The input:
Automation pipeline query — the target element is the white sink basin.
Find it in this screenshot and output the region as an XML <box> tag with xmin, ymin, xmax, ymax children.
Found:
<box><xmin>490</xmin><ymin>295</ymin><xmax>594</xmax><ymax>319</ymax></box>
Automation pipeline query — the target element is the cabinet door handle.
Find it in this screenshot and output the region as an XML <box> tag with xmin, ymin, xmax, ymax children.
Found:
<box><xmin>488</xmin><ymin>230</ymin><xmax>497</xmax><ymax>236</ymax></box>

--

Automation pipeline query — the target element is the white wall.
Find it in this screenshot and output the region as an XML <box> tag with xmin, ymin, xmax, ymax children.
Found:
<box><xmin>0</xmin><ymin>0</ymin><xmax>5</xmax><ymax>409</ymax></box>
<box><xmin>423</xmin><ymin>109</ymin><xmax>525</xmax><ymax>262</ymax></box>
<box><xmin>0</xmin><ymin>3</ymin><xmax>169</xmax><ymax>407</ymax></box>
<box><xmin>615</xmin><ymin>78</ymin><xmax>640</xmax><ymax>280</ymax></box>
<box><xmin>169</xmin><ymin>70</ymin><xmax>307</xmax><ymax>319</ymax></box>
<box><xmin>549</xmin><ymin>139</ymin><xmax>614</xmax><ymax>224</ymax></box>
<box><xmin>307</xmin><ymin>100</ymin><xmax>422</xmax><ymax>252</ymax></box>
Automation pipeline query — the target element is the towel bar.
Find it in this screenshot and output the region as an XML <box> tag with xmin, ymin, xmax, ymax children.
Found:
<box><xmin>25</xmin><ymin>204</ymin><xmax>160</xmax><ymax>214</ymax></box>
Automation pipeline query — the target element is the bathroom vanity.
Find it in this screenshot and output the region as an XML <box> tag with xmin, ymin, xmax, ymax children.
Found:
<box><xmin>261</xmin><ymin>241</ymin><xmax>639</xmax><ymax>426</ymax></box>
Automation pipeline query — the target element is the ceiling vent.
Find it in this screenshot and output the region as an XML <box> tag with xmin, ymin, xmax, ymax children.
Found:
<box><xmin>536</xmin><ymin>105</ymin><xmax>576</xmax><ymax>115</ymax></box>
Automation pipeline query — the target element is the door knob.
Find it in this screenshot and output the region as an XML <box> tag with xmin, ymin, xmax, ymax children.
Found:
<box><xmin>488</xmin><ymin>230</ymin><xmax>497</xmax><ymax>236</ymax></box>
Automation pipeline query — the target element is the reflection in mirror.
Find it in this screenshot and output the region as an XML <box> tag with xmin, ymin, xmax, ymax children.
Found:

Exercise details: In the records above, how many lines include the string "pipeline"? Answer with only the number.

Task answer: 8